• INFORMATION GIVEN:
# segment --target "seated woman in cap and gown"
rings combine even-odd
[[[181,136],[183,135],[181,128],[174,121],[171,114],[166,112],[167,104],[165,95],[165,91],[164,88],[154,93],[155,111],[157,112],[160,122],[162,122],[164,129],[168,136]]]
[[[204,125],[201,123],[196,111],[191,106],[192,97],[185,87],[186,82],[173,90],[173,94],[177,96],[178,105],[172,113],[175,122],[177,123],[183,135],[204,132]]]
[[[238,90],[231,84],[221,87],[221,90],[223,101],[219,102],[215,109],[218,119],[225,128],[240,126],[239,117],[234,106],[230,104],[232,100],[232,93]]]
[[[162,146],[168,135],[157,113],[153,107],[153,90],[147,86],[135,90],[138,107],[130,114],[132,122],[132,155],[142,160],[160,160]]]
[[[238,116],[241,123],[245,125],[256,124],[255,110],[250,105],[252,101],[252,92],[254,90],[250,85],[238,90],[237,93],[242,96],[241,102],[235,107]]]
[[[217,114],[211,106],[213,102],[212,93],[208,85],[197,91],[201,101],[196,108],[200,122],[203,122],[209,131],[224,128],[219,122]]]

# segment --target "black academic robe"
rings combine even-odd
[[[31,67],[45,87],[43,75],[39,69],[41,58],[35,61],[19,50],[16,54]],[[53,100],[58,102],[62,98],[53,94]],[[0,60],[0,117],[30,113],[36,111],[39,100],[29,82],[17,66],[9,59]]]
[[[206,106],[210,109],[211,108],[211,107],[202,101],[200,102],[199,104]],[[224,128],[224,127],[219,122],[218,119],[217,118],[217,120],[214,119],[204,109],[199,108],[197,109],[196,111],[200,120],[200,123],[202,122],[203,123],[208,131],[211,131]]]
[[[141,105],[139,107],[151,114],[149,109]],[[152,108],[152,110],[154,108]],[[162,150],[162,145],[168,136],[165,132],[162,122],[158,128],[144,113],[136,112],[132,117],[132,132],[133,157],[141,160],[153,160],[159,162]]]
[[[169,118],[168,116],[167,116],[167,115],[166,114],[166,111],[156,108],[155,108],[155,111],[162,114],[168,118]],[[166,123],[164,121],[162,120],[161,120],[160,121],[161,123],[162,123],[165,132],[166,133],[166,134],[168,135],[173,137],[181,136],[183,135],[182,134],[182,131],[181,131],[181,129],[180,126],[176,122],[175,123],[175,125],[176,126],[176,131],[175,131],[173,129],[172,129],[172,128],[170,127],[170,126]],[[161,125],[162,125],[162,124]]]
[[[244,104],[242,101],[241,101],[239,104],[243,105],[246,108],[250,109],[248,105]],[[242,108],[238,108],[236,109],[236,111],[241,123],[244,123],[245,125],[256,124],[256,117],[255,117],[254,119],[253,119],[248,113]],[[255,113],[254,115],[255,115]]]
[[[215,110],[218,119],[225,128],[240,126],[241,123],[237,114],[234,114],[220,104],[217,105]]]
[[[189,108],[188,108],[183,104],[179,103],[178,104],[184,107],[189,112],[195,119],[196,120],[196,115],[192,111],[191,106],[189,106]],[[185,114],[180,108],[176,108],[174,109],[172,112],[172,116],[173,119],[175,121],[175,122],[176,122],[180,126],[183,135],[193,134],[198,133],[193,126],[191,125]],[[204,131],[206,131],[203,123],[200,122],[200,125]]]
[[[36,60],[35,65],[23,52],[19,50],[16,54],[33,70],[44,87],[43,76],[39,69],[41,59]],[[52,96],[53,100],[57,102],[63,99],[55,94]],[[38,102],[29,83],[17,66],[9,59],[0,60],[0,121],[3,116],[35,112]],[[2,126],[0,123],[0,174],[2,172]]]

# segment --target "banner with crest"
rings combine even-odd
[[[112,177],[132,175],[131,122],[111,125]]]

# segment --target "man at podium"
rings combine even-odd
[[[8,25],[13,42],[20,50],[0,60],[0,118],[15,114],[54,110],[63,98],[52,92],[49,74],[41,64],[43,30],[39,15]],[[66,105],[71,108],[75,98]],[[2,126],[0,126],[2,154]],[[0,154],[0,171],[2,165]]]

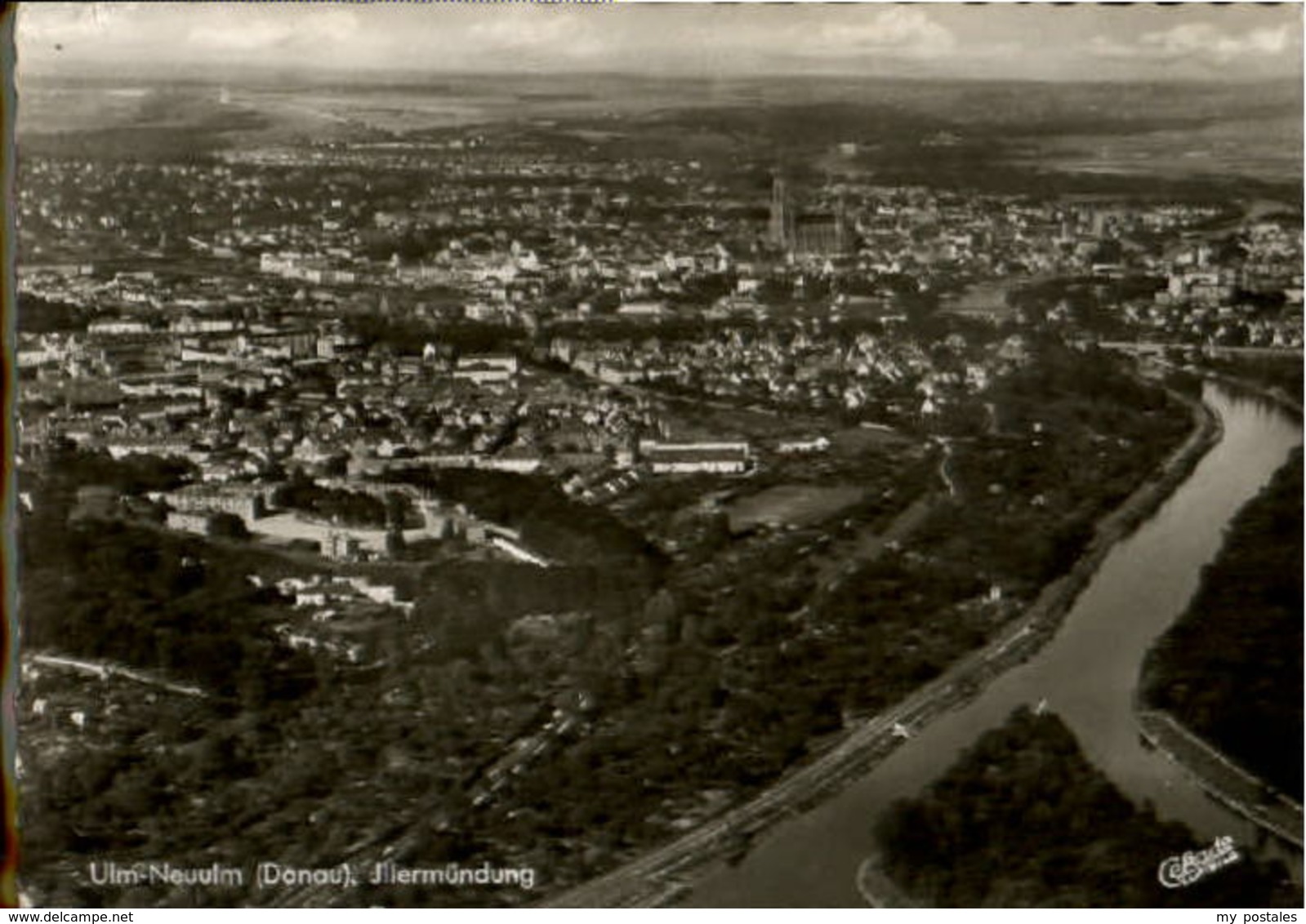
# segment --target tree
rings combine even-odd
[[[234,513],[215,513],[209,517],[209,535],[214,539],[248,539],[249,529]]]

• SHORT EXERCISE:
Could you recast the material above as a Markdown table with the columns "Row" and "Line", giving each non-blank line its own numbered row, skipping blank lines, and leaving the picture out?

• EXERCISE ANSWER:
| Row | Line |
|---|---|
| 1 | # segment --target "seated woman in cap and gown" |
| 2 | rings combine even-odd |
| 3 | [[[181,136],[183,135],[181,128],[174,121],[171,114],[166,112],[167,104],[165,95],[165,91],[164,88],[154,93],[155,111],[157,112],[160,122],[162,122],[164,129],[168,136]]] |
| 4 | [[[204,125],[201,123],[196,111],[191,106],[192,97],[185,87],[186,82],[173,90],[173,94],[177,96],[178,105],[172,113],[175,122],[177,123],[183,135],[204,132]]] |
| 5 | [[[238,90],[231,84],[221,87],[221,90],[223,101],[219,102],[215,109],[218,119],[225,128],[240,126],[239,117],[234,106],[230,104],[232,100],[232,93]]] |
| 6 | [[[162,146],[168,135],[157,113],[153,107],[153,90],[147,86],[135,90],[138,107],[130,114],[132,122],[132,155],[142,160],[160,160]]] |
| 7 | [[[238,116],[241,123],[245,125],[256,124],[255,110],[250,105],[252,101],[252,92],[254,90],[250,85],[238,90],[237,93],[242,96],[241,102],[235,107]]] |
| 8 | [[[217,114],[211,106],[213,102],[212,93],[208,85],[197,91],[201,101],[196,108],[200,122],[203,122],[209,131],[224,128],[219,122]]] |
| 9 | # segment --target "black academic robe" |
| 10 | rings combine even-odd |
| 11 | [[[31,67],[45,87],[43,75],[39,69],[41,58],[35,61],[19,50],[16,54]],[[53,100],[58,102],[62,98],[53,94]],[[0,60],[0,117],[30,113],[36,111],[39,100],[29,82],[17,66],[9,59]]] |
| 12 | [[[206,106],[210,109],[211,108],[211,107],[202,101],[200,102],[199,104]],[[224,128],[224,127],[219,122],[218,119],[217,118],[217,120],[214,119],[204,109],[199,108],[197,109],[196,111],[200,120],[200,123],[202,122],[203,123],[208,131],[211,131]]] |
| 13 | [[[141,105],[139,107],[151,114],[149,109]],[[152,108],[152,110],[154,108]],[[162,150],[162,145],[168,136],[165,132],[162,122],[158,128],[144,113],[136,112],[132,117],[132,132],[133,157],[141,160],[153,160],[159,162]]] |
| 14 | [[[169,118],[168,116],[167,116],[167,115],[166,114],[166,111],[156,108],[155,108],[155,111],[162,114],[168,118]],[[166,123],[164,121],[162,120],[161,120],[160,121],[161,123],[162,123],[165,132],[166,133],[166,134],[168,135],[173,137],[181,136],[183,135],[182,134],[182,131],[181,131],[181,129],[180,126],[176,122],[175,123],[175,125],[176,126],[176,131],[175,131],[173,129],[172,129],[172,128],[170,127],[170,126]],[[161,125],[162,125],[162,124]]] |
| 15 | [[[244,104],[242,101],[241,101],[239,104],[243,105],[246,108],[250,109],[248,105]],[[242,108],[238,108],[236,109],[236,111],[241,123],[244,123],[245,125],[256,124],[256,117],[255,117],[254,119],[253,119],[248,113]],[[255,113],[254,115],[255,115]]] |
| 16 | [[[215,110],[218,119],[225,128],[240,126],[241,123],[237,114],[234,114],[220,104],[217,105]]] |
| 17 | [[[189,108],[188,108],[183,104],[179,103],[178,104],[184,107],[189,112],[195,119],[196,120],[196,115],[192,111],[191,106],[189,106]],[[185,114],[180,108],[176,108],[174,109],[172,112],[172,116],[173,119],[175,121],[175,122],[176,122],[180,126],[183,135],[193,134],[198,133],[193,126],[191,125]],[[204,131],[206,131],[203,123],[200,122],[200,125]]] |
| 18 | [[[36,60],[35,65],[23,52],[19,50],[16,54],[33,70],[44,87],[43,76],[39,69],[41,59]],[[52,96],[53,100],[57,102],[63,99],[55,94]],[[38,102],[29,83],[17,66],[9,59],[0,60],[0,121],[3,116],[35,112]],[[2,126],[0,123],[0,174],[2,172]]] |
| 19 | # segment --target "banner with crest" |
| 20 | rings combine even-odd |
| 21 | [[[112,177],[132,175],[131,122],[111,125]]] |
| 22 | # segment --target "man at podium" |
| 23 | rings combine even-odd |
| 24 | [[[8,25],[13,42],[20,50],[0,60],[0,118],[15,114],[54,110],[63,98],[52,92],[49,74],[41,64],[43,30],[39,15]],[[66,105],[71,108],[75,98]],[[2,126],[0,126],[2,154]],[[0,154],[0,171],[2,165]]] |
| 25 | # segment --target tree |
| 26 | rings combine even-odd |
| 27 | [[[234,513],[215,513],[209,517],[209,535],[214,539],[248,539],[249,529]]] |